##### Exercise data #####

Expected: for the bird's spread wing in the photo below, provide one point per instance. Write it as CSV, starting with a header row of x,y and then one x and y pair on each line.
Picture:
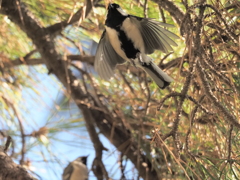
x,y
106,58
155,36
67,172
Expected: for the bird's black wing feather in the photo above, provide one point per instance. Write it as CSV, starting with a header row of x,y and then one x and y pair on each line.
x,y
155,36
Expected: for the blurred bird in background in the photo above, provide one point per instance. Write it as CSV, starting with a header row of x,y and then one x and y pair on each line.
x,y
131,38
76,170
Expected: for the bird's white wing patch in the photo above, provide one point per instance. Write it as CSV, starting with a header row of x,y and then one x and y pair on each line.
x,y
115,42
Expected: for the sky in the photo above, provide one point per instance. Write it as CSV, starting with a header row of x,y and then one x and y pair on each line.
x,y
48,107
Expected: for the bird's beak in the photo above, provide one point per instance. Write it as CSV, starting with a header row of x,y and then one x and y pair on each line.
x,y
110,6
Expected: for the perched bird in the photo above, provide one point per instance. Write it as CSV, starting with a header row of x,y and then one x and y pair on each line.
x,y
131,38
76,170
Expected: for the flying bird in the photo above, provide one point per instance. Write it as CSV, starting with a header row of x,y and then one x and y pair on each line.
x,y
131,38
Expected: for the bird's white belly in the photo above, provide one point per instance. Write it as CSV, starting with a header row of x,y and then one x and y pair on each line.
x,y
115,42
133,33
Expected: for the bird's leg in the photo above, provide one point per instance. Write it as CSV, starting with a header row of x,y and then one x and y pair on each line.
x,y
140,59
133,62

#####
##### Exercise data #####

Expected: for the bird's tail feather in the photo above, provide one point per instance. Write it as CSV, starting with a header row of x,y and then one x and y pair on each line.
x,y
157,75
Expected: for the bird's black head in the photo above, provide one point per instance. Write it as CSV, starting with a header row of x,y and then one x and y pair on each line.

#####
##### Exercise data #####

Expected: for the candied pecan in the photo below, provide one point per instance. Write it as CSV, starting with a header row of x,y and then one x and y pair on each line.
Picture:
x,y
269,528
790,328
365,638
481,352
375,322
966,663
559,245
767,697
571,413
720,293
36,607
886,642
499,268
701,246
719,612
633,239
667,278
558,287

#####

## Problem statement
Rewrite the items starting with the line that contains "Expected: for the bird's tail" and going on through the line that contains "Expected: for the bird's black head", with "instance" changed to "occurrence" and everything else left as it is.

## The response
Expected: for the bird's tail feather in the photo above, provide one point per occurrence. Write it as CSV, starting with a header row of x,y and then one x and y pair on each line.
x,y
157,75
Expected: for the bird's black head in the photo above, provide one point per occurrence. Write it as CSV, starting with a header row of x,y and then one x and y pair on each line.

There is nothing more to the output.